▸ Görev listesi
• 1. Hadis metnine göre aşağıdaki soruları yanıtlayınız:
(a) Hadis metnindeki babın numarası kaçtır?
(b) 2365 numaralı rivayette Resulullah, ecrin taraflar arasında nasıl paylaşılacağını bildirmiştir?
(c) "Diğer tahric" satırında İbn Mace için hangi numara verilmiştir?
• 2. Hadis metnini kaldığı yerden sürdürünüz.

▸ Belge alıntısı

++++

SAHİH-İ MÜSLİM

ZEKAT

 

باب ما أنفق العبد من مال مولاه

27- KÖLENİN EFENDİSİNİN MALINDAN İNFAK ETTİĞİ ŞEYLER (İN HÜKMÜ) BABI

 

وحدثنا أبو بكر بن أبي شيبة وابن نمير وزهير بن حرب. جميعا عن حفص بن غياث. قال ابن نمير: حدثنا حفص عن محمد بن زيد، عن عمير مولى آبي اللحم. قال: كنت مملوكا. فسألت رسول الله صلى الله عليه وسلم: أأتصدق من مال موالي بشيء  قال:

 "نعم. والأجر بينكما نصفان".

 

2365- Bize Ebu Bekir b. Ebu Şeybe, İbn Numeyr ve Zuheyr b. Harb birlikte Havs b. Gıyas'dan tahdis etti. İbn Numeyr dedi ki: Bize Havs, Muhref b. Zeyd'den, o Abillahm'in azadlısı Vmeyr'den şöyle dediğini rivayet etti: Ben bir köle idim. Resulullah (Sallallahu aleyhi ve Sellem)'e: Efendilerimin malından herhangi bir şeyi sadaka olarak verebilir miyim? diye sordum. O: "Evet, ecir de aranızda yarı yarıyadır" buyurdu.

 

Diğer tahric: Nesai, 2536 -buna yakın-; İbn Mace, 2297

 

 

وحدثنا قتيبة بن سعيد. حدثنا حاتم (يعني ابن إسماعيل) عن يزيد (يعني ابن أبي عبيدة) قال: سمعت عميرا مولى آبي اللحم قال: أمرني مولاي أن أقدد لحماْ. فجاءني مسكين. فأطعمته منه. فعلم بذلك مولاي فضربني. فأتيت رسول الله صلى الله عليه وسلم فذكرت ذلك له. فدعاه فقال:

 "لم ضربته ؟ " فقال: يعطي طعامي بغير أن آمره. فقال: "الأجر بينكما".

++++

[Bir veri kümesinden alıntı]
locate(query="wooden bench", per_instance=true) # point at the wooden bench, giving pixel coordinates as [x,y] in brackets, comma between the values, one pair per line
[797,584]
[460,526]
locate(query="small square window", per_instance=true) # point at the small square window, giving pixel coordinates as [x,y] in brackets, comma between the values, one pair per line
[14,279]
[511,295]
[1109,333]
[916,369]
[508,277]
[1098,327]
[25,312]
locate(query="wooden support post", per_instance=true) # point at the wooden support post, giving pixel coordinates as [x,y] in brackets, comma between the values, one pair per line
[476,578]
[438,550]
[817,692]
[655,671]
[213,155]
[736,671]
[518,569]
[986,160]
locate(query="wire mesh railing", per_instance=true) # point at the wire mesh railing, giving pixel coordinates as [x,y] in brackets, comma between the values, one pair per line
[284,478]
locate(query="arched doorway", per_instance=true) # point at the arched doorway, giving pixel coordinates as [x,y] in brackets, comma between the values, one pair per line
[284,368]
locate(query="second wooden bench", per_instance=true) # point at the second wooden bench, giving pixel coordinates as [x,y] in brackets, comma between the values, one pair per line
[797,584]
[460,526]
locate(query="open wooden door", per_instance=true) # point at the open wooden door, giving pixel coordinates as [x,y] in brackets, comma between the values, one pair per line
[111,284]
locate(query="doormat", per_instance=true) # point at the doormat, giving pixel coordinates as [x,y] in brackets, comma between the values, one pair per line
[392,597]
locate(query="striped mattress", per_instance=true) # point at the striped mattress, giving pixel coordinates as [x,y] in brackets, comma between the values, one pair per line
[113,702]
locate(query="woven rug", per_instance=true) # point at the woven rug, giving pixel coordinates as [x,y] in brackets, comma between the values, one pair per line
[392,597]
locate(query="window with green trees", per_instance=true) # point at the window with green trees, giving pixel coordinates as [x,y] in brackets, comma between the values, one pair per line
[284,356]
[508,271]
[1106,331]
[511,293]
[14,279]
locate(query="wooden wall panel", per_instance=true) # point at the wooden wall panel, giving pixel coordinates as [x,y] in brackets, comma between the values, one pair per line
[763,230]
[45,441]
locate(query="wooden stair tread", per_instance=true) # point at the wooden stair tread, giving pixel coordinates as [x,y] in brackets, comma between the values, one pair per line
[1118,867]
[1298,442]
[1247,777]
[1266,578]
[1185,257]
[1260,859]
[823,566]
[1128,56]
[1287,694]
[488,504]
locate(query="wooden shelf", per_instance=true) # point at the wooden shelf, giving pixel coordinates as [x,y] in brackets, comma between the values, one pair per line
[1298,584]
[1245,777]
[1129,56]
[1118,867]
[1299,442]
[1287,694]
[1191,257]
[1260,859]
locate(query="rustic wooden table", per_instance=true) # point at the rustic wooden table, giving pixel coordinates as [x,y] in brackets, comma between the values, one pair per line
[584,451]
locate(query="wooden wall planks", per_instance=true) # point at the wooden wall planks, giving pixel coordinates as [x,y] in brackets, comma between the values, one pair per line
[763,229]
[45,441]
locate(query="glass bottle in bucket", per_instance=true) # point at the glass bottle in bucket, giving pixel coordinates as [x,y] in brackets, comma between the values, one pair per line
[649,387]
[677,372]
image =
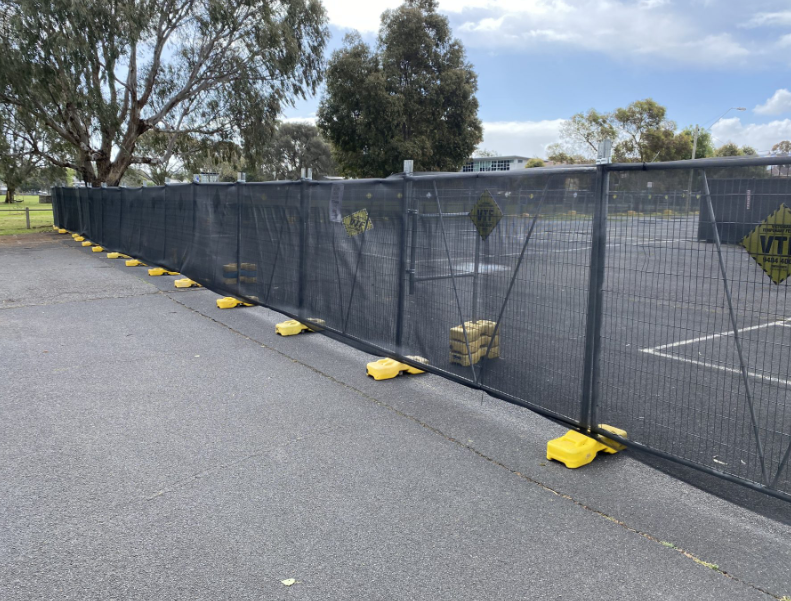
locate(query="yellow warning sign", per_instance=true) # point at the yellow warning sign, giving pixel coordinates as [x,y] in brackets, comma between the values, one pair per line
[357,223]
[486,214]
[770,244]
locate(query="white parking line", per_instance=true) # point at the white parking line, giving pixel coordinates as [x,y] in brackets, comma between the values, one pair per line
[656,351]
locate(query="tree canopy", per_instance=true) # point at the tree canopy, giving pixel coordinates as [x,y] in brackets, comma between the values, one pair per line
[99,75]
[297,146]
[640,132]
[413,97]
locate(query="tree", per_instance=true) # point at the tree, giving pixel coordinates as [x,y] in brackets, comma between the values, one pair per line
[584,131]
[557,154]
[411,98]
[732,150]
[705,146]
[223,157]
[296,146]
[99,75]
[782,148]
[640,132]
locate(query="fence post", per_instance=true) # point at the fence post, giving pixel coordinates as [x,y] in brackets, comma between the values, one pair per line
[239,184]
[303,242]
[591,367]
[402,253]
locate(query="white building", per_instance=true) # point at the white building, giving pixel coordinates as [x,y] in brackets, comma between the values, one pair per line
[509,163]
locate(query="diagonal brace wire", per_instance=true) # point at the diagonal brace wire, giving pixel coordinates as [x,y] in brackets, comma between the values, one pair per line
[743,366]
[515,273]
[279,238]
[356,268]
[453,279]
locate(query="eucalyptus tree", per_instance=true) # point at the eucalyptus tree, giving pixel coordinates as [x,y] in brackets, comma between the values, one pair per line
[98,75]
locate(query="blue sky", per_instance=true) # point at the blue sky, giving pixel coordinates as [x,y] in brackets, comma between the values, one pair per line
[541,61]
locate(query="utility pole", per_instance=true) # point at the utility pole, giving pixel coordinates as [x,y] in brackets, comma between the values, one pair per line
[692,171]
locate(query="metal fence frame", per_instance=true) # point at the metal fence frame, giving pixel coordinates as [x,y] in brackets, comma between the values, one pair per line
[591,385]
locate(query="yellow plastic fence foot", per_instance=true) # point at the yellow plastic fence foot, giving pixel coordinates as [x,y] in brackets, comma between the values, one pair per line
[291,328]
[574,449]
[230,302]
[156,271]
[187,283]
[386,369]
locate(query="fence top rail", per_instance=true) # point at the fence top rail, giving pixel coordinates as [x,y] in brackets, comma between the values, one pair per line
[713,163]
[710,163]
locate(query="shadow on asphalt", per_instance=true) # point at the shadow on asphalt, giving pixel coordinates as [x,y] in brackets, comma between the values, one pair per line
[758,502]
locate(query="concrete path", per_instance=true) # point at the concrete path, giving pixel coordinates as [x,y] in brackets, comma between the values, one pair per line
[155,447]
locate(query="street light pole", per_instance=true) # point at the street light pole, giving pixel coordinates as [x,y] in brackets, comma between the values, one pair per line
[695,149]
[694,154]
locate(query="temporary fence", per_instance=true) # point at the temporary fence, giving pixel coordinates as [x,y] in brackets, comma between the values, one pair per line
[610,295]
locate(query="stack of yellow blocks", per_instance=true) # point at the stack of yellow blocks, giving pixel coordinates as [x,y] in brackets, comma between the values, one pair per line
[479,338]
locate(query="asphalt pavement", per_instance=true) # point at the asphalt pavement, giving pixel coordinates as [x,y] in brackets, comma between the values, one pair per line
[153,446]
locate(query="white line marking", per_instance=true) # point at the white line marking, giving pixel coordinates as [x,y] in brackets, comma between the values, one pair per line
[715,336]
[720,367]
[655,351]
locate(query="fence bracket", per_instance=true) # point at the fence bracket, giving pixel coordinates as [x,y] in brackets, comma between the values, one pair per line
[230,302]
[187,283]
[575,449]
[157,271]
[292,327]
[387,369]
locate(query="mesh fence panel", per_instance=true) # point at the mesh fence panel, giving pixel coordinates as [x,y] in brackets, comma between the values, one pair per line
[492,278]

++++

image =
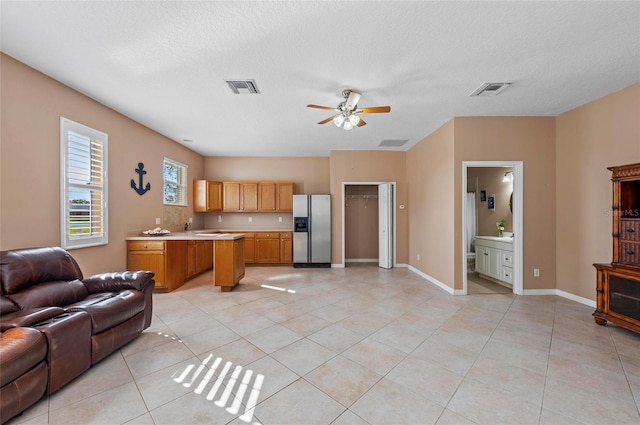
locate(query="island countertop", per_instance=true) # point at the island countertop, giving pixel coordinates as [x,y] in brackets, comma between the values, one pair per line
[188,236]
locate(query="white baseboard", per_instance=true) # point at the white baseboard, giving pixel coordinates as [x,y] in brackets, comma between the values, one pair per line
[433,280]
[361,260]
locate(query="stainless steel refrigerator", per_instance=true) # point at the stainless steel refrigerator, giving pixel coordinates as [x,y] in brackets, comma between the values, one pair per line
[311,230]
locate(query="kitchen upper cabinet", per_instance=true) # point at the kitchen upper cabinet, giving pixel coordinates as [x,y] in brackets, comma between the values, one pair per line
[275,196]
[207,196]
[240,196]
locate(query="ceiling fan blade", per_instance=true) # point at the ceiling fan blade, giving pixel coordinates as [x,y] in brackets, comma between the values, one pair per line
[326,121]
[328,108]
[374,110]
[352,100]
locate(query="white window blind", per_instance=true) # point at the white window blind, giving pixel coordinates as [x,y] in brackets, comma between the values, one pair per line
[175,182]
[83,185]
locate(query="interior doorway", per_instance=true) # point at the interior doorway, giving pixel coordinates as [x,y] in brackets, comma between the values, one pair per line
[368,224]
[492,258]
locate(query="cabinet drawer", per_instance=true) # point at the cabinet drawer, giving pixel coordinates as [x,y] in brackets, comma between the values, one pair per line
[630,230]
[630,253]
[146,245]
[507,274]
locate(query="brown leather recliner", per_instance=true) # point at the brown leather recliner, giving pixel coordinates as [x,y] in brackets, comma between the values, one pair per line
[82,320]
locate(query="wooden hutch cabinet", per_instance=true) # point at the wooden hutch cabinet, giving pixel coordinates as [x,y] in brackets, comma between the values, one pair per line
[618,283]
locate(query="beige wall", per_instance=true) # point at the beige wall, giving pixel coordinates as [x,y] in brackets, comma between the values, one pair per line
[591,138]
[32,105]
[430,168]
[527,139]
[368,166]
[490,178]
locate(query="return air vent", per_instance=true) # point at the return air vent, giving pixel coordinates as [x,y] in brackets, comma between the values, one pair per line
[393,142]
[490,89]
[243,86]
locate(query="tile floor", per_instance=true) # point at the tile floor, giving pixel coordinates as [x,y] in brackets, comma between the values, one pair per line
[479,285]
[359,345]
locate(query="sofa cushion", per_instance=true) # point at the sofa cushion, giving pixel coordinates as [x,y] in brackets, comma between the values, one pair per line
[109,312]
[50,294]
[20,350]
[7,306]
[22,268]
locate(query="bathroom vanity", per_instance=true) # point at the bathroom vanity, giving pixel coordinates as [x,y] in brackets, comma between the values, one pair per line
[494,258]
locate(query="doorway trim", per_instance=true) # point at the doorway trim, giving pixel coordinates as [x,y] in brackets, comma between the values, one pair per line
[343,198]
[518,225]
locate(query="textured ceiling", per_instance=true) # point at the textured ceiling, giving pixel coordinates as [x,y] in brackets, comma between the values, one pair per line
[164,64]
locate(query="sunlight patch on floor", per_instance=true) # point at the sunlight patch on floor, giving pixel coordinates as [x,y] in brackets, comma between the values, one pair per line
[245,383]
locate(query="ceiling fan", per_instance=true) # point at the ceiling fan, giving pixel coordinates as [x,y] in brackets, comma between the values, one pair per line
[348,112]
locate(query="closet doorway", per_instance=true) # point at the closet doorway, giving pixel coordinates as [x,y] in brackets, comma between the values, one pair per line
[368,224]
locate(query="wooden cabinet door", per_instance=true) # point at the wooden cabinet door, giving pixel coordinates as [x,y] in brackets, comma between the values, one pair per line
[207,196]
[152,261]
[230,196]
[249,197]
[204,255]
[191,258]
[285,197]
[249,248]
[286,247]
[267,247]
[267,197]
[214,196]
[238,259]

++++

▸ Görev yanıtları
• 1.
(a) 27
(b) Ecir aralarında yarı yarıyadır.
(c) 2297

• 2.
2366- Bize Kuteybe b. Said de tahdis etti, bize Halim -yani b. İsmail- Yezid'den -yani b. Ebu Ubeyd'den- tahdis edip dedi ki: Ben Abillahm'in azadlısı Umeyr'i şöyle derken dinledim: Efendim bana bir eti kurutmamı emretti. Yanıma bir yoksul geldi, ben de yesin diye o etten ona biraz verdim. Efendim bunu öğrenince bana vurdu. Ben de Resulullah (Sallallahu aleyhi ve Sellem)'in yanına giderek olanı ona anlattım. Allah Resulü efendimi çağırarak:

"Neden ona vurdun?" dedi. O: Bana ait yemeği kendisine emir vermeksizin başkasına veriyor, dedi. Allah Resulü: "Ecir ikinizin aranızda bölüşülür" buyurdu.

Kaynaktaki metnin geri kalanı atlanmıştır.